What you are asked to do: Report every line of the material that contains the string "wheel".

Information supplied:
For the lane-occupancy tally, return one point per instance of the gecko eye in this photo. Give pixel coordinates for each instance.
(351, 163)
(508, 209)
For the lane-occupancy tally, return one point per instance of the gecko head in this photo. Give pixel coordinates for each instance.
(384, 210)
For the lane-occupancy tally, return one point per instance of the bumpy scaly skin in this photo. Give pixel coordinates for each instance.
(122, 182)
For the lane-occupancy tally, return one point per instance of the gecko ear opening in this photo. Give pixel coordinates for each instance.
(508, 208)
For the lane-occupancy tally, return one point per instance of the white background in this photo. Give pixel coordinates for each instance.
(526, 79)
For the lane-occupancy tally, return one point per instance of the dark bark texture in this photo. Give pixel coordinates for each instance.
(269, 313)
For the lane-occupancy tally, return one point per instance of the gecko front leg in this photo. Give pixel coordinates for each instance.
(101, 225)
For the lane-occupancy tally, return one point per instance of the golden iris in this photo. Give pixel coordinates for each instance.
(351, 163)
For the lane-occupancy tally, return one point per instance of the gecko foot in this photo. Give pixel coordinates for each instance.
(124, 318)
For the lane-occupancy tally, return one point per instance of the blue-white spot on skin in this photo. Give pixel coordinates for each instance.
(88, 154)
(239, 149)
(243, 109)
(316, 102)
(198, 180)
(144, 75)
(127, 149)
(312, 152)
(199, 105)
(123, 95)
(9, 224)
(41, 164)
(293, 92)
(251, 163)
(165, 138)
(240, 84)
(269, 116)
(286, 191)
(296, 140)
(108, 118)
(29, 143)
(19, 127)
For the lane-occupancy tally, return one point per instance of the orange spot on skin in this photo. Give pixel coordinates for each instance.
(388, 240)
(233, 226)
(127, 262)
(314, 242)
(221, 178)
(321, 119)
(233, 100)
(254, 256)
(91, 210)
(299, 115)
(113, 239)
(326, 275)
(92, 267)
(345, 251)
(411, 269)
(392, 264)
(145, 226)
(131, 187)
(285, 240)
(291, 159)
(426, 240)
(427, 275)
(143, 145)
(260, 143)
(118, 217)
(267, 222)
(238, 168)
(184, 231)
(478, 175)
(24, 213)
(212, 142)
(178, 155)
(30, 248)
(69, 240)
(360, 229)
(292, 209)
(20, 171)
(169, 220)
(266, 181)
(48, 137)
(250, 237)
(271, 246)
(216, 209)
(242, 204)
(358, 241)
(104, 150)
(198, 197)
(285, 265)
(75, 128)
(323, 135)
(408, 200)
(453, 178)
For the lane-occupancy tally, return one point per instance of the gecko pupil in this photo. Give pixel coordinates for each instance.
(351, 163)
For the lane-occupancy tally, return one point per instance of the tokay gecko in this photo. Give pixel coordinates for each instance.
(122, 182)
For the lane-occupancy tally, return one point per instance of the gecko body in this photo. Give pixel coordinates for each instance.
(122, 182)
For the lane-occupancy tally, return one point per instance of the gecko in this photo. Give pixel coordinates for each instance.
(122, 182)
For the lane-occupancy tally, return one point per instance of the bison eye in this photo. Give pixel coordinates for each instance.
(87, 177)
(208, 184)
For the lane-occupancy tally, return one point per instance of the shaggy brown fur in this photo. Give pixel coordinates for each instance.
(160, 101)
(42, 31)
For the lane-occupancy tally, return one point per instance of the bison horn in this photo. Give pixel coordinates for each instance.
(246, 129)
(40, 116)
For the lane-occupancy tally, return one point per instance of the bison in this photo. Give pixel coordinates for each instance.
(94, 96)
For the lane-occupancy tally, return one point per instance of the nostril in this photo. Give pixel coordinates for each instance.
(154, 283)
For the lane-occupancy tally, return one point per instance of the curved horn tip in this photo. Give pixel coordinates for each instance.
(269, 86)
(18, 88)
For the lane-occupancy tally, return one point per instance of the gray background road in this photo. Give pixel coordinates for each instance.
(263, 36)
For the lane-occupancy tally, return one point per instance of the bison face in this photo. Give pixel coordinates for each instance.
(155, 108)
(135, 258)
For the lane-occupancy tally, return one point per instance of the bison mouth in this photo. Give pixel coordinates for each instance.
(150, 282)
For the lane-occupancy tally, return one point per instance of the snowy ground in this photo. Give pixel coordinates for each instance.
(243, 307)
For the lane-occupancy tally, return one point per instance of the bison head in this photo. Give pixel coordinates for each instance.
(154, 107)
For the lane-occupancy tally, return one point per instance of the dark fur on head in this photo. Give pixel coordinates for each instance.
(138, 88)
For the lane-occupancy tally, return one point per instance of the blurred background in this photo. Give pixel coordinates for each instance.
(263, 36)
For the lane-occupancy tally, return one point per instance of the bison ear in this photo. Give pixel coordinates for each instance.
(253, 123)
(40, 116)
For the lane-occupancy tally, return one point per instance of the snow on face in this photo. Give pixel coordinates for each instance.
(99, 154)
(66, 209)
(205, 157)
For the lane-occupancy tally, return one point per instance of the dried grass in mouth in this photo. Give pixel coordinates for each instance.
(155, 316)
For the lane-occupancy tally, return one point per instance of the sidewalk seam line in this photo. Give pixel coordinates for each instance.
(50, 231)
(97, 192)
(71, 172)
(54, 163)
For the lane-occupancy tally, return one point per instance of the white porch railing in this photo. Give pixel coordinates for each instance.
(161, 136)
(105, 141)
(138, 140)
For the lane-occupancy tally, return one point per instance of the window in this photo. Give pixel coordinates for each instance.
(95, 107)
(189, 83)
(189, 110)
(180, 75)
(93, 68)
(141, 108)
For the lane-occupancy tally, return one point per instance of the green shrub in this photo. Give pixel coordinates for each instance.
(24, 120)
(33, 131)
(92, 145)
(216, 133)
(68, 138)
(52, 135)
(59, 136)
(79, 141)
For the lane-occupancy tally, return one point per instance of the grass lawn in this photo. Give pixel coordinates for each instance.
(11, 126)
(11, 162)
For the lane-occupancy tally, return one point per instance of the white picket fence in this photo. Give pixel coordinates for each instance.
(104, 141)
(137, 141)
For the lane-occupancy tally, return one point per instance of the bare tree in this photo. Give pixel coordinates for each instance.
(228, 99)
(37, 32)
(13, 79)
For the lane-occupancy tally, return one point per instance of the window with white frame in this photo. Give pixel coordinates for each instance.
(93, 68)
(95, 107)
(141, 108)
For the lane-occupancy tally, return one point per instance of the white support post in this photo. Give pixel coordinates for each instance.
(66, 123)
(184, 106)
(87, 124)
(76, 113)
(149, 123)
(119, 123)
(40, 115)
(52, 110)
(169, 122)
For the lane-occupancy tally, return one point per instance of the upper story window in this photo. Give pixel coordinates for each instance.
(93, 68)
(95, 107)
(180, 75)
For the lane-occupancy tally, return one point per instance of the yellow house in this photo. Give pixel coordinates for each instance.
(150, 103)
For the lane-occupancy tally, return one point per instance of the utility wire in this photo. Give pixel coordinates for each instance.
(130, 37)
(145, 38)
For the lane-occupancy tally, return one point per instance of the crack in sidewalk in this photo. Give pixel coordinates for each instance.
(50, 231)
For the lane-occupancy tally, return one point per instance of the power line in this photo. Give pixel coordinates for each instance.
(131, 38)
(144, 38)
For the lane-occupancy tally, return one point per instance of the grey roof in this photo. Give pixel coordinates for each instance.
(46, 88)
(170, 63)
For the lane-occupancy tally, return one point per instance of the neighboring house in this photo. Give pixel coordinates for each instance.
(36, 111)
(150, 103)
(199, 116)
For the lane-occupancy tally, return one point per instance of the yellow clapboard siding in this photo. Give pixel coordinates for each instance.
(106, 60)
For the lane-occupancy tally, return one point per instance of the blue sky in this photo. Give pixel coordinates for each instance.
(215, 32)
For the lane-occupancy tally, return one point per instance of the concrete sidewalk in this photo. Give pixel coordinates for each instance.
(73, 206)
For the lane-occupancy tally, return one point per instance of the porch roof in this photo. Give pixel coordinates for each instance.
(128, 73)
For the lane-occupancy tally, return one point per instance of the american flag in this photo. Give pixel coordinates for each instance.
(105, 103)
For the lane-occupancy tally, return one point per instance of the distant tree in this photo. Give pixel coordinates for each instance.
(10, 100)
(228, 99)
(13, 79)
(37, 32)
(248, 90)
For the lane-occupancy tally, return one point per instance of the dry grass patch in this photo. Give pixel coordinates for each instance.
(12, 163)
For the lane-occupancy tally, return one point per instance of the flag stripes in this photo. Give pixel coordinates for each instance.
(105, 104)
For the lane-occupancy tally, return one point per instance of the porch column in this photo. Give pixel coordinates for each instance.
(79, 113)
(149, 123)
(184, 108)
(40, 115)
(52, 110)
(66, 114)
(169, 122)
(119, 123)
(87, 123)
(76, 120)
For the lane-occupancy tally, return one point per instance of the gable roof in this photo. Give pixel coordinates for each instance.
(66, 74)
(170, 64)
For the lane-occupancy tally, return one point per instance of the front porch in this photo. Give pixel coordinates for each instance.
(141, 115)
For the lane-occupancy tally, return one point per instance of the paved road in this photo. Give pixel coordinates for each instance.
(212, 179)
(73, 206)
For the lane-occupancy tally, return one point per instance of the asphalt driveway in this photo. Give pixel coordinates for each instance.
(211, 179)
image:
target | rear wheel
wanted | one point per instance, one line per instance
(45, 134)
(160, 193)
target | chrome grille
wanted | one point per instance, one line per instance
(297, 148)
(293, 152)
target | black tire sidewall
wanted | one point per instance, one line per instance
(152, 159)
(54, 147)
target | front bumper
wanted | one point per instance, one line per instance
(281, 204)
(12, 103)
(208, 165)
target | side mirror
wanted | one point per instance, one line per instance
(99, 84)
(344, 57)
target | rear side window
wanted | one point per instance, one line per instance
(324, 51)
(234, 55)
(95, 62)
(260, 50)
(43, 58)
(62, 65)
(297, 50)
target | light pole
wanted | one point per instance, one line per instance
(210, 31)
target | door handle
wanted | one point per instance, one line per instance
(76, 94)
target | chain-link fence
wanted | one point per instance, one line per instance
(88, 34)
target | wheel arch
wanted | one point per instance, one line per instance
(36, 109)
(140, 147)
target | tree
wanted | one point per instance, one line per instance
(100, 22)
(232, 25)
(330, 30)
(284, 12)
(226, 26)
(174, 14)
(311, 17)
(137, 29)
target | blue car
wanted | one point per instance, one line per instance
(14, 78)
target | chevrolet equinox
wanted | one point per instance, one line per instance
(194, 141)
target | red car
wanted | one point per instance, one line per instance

The answer:
target | rear wheel
target | wheel arch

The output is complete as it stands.